- Problem to work on -
Output nothing but the lines from the line with "Each instance of the upper" through the end of the listing below, both ends included.
--
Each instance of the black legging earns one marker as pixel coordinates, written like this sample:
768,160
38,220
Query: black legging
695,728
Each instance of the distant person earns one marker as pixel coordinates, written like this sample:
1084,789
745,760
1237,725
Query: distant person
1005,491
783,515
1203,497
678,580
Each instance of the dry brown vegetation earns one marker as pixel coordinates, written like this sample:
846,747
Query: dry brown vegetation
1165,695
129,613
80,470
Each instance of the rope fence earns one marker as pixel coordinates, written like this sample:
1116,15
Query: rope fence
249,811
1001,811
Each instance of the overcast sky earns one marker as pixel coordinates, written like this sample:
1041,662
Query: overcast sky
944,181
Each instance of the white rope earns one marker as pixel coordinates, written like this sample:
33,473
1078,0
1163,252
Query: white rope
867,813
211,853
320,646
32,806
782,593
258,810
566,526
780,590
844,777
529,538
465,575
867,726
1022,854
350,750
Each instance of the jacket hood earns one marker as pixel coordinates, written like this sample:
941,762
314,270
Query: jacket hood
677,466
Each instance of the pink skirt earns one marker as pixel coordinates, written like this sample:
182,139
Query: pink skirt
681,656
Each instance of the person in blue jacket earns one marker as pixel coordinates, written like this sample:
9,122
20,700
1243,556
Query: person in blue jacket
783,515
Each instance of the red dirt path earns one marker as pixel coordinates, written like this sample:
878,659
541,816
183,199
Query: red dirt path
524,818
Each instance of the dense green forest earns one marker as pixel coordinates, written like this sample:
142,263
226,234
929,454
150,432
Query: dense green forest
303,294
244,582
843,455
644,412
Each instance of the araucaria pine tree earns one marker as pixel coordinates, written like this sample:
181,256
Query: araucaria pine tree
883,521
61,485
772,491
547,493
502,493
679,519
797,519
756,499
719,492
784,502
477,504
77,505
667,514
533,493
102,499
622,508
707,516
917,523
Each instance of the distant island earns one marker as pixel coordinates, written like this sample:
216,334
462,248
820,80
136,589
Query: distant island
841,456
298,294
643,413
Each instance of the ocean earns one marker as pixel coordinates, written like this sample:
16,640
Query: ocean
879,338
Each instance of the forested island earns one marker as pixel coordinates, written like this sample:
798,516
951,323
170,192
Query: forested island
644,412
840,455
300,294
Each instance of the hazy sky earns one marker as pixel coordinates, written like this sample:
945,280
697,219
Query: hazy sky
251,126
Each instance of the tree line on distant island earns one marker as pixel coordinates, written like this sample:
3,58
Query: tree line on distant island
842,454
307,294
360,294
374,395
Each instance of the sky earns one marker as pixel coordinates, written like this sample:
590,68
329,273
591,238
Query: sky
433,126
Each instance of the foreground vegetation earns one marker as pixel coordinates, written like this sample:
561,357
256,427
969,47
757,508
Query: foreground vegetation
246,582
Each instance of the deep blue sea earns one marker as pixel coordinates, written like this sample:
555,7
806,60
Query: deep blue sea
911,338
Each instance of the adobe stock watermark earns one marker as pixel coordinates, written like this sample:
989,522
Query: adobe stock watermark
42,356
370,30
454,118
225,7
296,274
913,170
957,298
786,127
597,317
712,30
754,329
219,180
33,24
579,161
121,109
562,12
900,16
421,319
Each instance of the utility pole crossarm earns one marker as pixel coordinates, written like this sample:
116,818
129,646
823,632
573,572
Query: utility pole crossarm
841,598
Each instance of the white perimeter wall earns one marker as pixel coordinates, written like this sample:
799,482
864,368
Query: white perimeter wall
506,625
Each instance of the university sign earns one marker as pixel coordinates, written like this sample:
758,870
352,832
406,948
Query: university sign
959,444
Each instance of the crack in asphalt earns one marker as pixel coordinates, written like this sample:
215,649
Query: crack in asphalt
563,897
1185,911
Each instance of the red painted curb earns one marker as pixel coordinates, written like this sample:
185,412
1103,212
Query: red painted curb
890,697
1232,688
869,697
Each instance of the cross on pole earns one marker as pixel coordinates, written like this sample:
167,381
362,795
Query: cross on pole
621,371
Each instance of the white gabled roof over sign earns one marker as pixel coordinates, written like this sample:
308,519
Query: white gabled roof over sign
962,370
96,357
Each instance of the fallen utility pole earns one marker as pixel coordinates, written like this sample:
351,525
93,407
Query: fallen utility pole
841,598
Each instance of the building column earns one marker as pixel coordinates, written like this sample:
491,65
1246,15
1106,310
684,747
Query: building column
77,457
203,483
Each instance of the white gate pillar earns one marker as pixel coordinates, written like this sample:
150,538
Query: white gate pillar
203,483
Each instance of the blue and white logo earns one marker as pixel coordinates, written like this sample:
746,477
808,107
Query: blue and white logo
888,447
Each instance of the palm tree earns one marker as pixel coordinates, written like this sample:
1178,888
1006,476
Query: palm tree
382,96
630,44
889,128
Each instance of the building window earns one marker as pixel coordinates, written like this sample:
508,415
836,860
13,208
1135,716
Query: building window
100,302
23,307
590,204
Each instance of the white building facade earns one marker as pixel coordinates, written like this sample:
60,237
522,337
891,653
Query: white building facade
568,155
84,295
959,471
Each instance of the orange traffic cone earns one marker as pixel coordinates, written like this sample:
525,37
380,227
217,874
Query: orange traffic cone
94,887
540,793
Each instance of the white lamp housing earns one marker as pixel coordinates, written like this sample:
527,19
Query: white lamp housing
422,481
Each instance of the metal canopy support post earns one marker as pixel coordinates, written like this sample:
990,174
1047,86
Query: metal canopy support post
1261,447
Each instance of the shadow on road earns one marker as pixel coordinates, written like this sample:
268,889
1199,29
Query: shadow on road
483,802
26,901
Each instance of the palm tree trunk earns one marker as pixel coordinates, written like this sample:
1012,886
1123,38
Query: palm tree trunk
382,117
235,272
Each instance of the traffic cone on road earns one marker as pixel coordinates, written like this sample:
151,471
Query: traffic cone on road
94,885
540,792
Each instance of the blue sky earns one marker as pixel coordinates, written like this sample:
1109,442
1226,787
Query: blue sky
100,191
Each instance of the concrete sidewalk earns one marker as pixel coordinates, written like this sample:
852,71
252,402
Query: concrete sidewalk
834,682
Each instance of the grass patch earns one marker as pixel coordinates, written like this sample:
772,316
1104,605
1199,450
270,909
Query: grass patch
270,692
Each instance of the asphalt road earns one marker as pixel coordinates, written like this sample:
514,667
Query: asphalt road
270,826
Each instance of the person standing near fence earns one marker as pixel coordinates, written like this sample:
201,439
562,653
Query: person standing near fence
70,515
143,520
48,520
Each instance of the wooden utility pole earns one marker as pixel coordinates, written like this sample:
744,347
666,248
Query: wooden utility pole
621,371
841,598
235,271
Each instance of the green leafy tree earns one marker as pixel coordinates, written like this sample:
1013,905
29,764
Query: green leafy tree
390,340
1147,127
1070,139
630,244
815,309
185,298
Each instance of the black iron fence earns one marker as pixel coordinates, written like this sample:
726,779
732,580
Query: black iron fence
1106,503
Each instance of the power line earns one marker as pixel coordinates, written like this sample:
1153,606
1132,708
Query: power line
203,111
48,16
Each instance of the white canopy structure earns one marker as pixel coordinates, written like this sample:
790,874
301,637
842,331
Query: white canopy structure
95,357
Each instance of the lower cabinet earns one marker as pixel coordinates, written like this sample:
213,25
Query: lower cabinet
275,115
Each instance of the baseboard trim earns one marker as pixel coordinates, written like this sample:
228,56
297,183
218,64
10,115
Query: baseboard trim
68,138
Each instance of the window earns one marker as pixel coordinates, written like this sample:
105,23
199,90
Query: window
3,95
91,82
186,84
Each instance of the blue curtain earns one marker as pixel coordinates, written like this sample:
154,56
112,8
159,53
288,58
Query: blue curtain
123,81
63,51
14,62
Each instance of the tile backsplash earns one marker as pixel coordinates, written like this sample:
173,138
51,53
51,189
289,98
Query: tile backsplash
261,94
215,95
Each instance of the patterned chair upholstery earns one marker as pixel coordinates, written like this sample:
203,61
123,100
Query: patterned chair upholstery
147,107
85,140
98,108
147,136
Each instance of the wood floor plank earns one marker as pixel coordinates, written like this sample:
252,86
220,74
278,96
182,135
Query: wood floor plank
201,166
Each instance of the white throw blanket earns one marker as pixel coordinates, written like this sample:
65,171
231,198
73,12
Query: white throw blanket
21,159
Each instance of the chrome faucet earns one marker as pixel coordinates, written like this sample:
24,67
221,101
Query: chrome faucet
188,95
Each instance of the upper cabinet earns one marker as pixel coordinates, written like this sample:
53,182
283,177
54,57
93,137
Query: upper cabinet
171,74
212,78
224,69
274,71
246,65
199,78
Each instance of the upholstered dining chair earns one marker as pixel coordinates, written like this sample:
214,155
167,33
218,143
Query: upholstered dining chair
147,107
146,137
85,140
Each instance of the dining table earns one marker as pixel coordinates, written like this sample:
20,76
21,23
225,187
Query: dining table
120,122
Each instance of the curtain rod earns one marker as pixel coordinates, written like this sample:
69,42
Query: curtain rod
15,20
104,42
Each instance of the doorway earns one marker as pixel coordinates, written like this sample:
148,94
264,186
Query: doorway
--
- Expected answer -
Each instance of the upper cabinet earns one marker as pixel coordinates, written like this sample:
53,182
283,177
54,57
93,137
Query: upper cabinet
171,74
212,78
224,69
274,71
246,65
199,78
Each instance of the upholstered dining chair earns one marker as pixel coordinates, written like this sample:
214,155
167,33
218,143
Query: upholstered dining chair
147,107
146,137
85,140
Each instance of the dining table earns one marker as pixel coordinates, written like this sample:
20,76
21,23
225,187
Query: dining table
120,122
Each instance of the curtain rod earns one marker as pixel coordinates, written like this sample:
69,42
Query: curtain rod
15,20
104,42
Each instance of the doorway earns one marker as pixel coordinates, written like this sample:
148,94
264,186
Query: doorway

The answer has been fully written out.